**练习要求**
请把从含有“of the person”的那一行起直到记录末尾的这一段重新写出来，首尾两行都算在内，要求文字照原样保留，答案中每个坐标的数值都加上 -99。
-------------------------
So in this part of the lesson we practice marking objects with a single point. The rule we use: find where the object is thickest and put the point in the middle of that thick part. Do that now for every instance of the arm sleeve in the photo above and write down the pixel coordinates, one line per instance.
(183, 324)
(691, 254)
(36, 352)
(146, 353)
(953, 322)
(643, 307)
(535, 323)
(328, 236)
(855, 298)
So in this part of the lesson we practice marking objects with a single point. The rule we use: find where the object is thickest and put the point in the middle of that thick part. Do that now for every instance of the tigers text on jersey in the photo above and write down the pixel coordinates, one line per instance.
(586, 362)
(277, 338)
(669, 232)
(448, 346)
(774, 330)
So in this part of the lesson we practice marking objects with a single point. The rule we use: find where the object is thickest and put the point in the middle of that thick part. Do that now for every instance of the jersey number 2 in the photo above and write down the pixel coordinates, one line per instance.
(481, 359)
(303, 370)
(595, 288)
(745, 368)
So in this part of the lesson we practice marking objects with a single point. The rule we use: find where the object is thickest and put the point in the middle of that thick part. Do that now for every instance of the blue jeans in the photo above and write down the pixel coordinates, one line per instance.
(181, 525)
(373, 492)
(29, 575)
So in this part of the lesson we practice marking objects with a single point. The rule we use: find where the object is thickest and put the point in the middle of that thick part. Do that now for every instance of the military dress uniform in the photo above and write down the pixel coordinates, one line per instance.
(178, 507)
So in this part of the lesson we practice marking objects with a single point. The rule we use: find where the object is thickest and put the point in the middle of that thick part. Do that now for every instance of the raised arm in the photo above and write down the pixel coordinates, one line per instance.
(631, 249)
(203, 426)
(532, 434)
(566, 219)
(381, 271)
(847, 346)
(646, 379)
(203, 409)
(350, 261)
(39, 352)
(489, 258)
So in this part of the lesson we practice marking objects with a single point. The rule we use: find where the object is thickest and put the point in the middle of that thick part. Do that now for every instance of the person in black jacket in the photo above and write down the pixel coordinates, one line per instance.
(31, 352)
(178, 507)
-------------------------
**参考答案**
So in this part of the lesson we practice marking objects with a single point. The rule we use: find where the object is thickest and put the point in the middle of that thick part. Do that now for every instance of the person in black jacket in the photo above and write down the pixel coordinates, one line per instance.
(-68, 253)
(79, 408)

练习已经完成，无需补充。